BEGIN DOCUMENT SECTION

Think of the ‘purpose – sphere’ as a powerful force field, designed for you to succeed at implementing your purpose statement.  The sphere is also a container: Ours is not the task of fixing the entire world all at once, but of stretching out to mend the part of the world that is within our reach  -   Clarissa Pinkola Estes

We are reflective, relational and resilient beings.  (“At the heart of resilience is a belief in oneself - yet also a belief in something larger than oneself” – Hara Estroff Marano, Editor at Large, Psychology Today)

Reflecting periodically as a group on the transformation journey to is a bonding, growth experience. A creative pause in our hectic daily activities - that yields clear ways forward to gain and to keep momentum. 
Has the journey improved our stability, ‘anti-fragility’ and who we intend to be as we’ve moved into living our clear purpose and direction?  
Have we sufficiently leveraged the length, width and depth dynamics of the ‘purpose sphere’ to this end? 
These two questions raise the issues of feedback and measurement, and here I love the simple eloquence of what drives Menlo Innovations, a highly successful IT services company based in Michigan.

END DOCUMENT SECTION

| TASK REQUIREMENTS |
a) In the passage on the purpose sphere, who is identified as Editor at Large at Psychology Today?
b) Continue the passage on the purpose sphere from its last sentence.
The entries are separate material with no connection to the passage on the purpose sphere.

BEGIN PROVIDED INFORMATION

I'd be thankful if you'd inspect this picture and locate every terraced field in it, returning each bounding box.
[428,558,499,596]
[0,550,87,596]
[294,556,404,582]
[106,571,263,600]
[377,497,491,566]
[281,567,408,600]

END PROVIDED INFORMATION

| RESULTS BY TASK |
a) Hara Estroff Marano

b)
Their CEO and Chief Storyteller, Richard Sheridan, is focused on JOY as a value, a purpose and a description of their culture. When I asked Richard how he measured joy, his response was that he produces statistics, metrics and improvement-outcomes for the cynical and disbelieving, but essentially his real measure (the one that counts!) is the extent to which Menlo’s successes and advocacy travel as anecdotes by word of mouth.(5) 

When contemplating progress towards a higher purpose, compose story of a future possibility, how things will look when you overcome existing blocks, challenges or traumas. Allow yourselves to enter   Neil Gaiman’s world of “not yet(6), asking and then answering one or more of these three questions:

“What if … ?
If only …
If this goes on …”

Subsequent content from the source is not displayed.